** Stated goal 1 **
Could you update the rows starting at the row containing "written like (461,210)." and ending at the last row, replacing "branch" with "tree limb" and leaving everything else unchanged?

** Document text **
## BEGIN
Here, we reported a unique three-dimension N-, Fe-doped carbon spheres/oriented carbon nanofibers nanocomposite (NFe-CS/CNF) catalyst. The N-, Fe-doped carbon spheres (NFe-CS) were derived from the p-phenylenediamine and the oriented N-, Fe-doped carbon nanofibers (NFe-CNF) were derived from the o-phenylenediamine. NFe-CS/CNF creates strong interaction and larger interfacial between the nanospheres and nanofibers, which could promote the charger transfer at the interface and improve the conductivity. The possible mechanism for the formation of the new structure and the enhanced electrochemical performance were discussed. This paper proposes a new insight design strategy for the research area of the three-dimension nonprecious metal catalysts with excellent performance.

Experimental methods

Materials

FeCl₃, H₂SO₄ and KOH were bought from Aladdin Industrial Corporation (China). p-Phenylenediamine and o-phenylenediamine were bought from Sinopharm Chemical Reagent Co. Ltd (China). Pt/C (20%) was bought from Johnson Matthey. Nafion was purchased from DuPont Company. All solutions were prepared using Milli-Q water.
## END
** Supplied data **
## BEGIN
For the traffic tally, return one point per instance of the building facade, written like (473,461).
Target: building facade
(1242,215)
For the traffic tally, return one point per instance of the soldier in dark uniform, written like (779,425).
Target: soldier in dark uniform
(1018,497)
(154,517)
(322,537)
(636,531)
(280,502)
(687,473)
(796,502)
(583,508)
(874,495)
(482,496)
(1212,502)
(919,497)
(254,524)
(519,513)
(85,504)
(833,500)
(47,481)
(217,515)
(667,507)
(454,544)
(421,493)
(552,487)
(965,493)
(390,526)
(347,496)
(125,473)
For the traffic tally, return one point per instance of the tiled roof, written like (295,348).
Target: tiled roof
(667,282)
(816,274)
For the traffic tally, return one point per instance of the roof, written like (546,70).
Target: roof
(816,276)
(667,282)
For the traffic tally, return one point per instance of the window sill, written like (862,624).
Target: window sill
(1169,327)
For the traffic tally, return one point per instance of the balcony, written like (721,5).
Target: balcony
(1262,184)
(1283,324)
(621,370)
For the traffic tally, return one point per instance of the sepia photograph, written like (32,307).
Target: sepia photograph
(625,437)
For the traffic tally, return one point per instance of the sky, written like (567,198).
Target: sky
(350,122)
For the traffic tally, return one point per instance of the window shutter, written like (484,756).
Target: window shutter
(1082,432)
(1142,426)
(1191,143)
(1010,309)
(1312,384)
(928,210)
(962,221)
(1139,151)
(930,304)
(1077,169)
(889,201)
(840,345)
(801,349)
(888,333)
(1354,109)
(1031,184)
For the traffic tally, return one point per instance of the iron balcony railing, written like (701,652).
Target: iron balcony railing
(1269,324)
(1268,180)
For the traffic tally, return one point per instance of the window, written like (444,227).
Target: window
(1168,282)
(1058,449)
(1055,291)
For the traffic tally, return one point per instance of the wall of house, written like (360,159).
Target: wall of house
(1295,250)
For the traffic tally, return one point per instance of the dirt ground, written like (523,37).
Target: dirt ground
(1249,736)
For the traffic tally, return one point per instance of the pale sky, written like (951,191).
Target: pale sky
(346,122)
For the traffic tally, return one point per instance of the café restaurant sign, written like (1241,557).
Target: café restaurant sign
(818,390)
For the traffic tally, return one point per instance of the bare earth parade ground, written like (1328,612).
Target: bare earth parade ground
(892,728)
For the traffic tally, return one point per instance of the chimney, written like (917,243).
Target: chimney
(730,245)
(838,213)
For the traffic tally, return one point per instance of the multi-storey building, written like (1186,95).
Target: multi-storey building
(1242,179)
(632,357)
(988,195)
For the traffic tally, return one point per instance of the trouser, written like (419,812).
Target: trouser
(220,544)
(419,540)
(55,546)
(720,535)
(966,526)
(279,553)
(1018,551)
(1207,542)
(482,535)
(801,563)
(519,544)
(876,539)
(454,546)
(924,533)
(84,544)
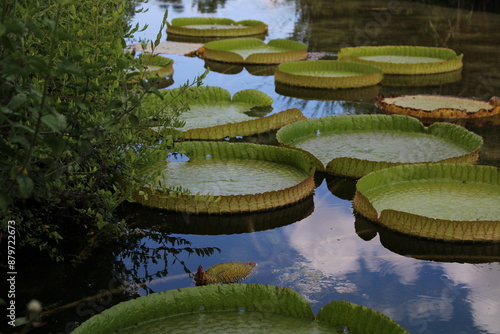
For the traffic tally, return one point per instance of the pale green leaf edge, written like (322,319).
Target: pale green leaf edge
(292,73)
(426,227)
(227,297)
(222,51)
(356,168)
(235,203)
(213,95)
(451,61)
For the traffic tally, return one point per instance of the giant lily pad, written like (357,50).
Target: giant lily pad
(331,74)
(437,106)
(243,308)
(452,202)
(213,114)
(254,51)
(405,59)
(224,177)
(215,27)
(356,145)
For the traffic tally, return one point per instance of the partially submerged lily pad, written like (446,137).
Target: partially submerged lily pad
(437,106)
(246,308)
(330,74)
(214,114)
(405,59)
(223,177)
(354,145)
(254,51)
(215,27)
(224,273)
(451,202)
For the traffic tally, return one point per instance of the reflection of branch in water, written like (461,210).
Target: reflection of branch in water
## END
** Stated goal 2 **
Answer these questions from the catalyst excerpt above:
(a) What were the N-, Fe-doped carbon spheres derived from?
(b) Which company was the Pt/C (20%) bought from?
(c) What water was used to prepare all solutions?

** Task solution 1 **
For the traffic tally, return one point per instance of the reflection of tree limb in water, written like (461,210).
Target: reflection of tree limb in water

** Task solution 2 **
(a) p-Phenylenediamine
(b) Johnson Matthey
(c) Milli-Q water